§ 対象本文
++++++
2012年12月28日 | Weblog

2012年12月10日、auのニュースサイト EZニュースフラッシュ増刊号
 
「朝刊ピックアップ」で記事 
 
「衆院選で隠れがちな『国民審査』とは!?」
 
を企画、取材、執筆しました。
 
 
 
 けさの新聞は休刊。週末は、9日付の毎日新聞朝刊に「学ぶ 育てる 教えて! デスク 裁判官にも投票するの?」という記事があった。これは衆院選と同時に行われる「国民審査」について説明したもの。

 「国民審査」とは、最高裁判所の15人の裁判官を国民が審査する制度で、憲法79条に定められている。衆院選の投票所に行ったことがある人ならご存知のように、国民審査の投票用紙には、前回衆院選前後に任命された新しい裁判官の氏名が印刷されている。有権者は、辞めさせたい裁判官がいれば「×」をつけて、×印が有効票の半数を超えれば辞めさせることができる。「○」と記すと無効票になってしまい、信任する場合は「白紙」とするのが特徴で、文字通りの白紙委任をする制度といえよう。これまでこの制度で辞めさられた裁判官は絶無。

 今回は10人の裁判官が国民審査に付される。各裁判官の下した判決のうち、同紙が報じた分を調べたところ、例えば、こんな判決があった。

 02年、東京都のラーメンチェーン経営会社について「カルト団体が母体」と中傷する文章を掲載したとして、名誉棄損罪に問われた会社員男性の被告(38)は、一審判決で無罪、二審で罰金30万円の逆転有罪となり、最高裁第1小法廷(白木勇裁判長)は、「ネットの情報は不特定多数が瞬時に閲覧可能で、時として深刻な被害がある。それ以外の表現手段と区別して考える根拠はない」と判断し、「被告は事実関係を会社に確認しておらず、罪が成立する」と結論づけ、二審判決を確定させた。(10年3月17日付朝刊)
++++++
座標アノテーション記録

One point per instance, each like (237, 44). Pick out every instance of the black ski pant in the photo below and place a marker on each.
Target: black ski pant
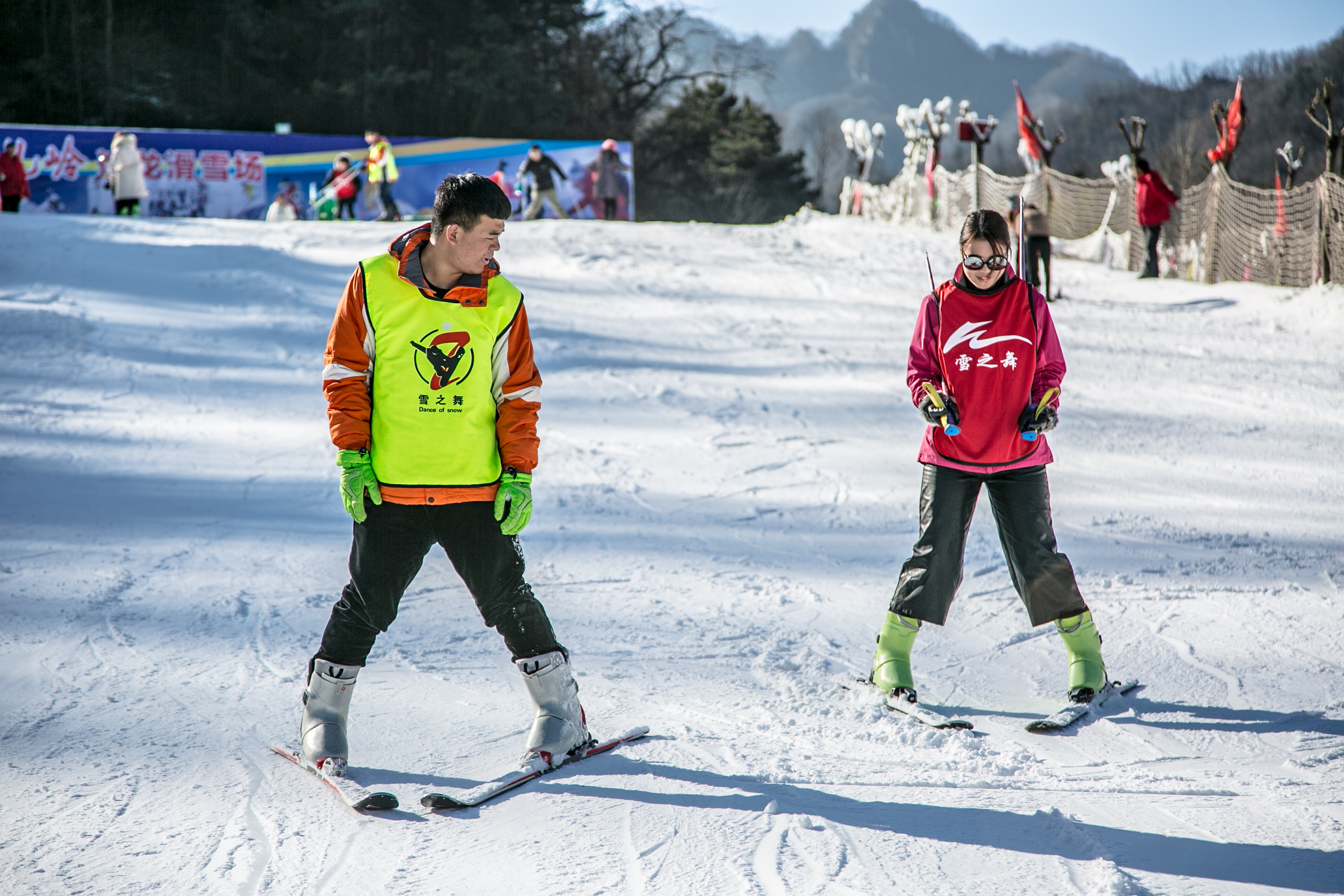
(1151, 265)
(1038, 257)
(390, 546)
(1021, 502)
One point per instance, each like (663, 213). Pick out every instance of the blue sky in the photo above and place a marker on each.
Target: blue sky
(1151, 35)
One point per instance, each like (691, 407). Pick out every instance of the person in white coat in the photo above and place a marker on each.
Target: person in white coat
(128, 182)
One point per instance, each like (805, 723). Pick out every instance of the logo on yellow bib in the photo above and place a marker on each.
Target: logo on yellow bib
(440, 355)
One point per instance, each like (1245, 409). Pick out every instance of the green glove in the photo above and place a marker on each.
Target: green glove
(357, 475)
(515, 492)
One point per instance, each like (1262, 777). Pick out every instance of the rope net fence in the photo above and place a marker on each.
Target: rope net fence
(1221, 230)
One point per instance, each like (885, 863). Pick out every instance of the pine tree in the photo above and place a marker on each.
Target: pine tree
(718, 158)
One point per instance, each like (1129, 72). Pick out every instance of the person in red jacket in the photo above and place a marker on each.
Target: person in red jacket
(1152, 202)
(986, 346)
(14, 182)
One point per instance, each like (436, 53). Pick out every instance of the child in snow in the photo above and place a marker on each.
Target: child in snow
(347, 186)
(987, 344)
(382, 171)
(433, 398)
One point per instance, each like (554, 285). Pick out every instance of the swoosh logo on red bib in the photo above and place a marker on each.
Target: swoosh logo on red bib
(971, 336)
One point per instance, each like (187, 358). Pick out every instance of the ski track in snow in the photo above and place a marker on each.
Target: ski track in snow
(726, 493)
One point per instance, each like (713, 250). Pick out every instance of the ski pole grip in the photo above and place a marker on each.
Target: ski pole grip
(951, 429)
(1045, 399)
++++++
§ 課題の目的
本文に基づき、次の問いに答えよ。
1. 国民審査は憲法の第何条に定められているか。
2. 今回、国民審査に付される裁判官は何人か。
3. ラーメンチェーン経営会社への中傷をめぐる事件で、二審の判決はどのような内容だったか。

§ 正しい結果
1. 79条
2. 10人
3. 罰金30万円の逆転有罪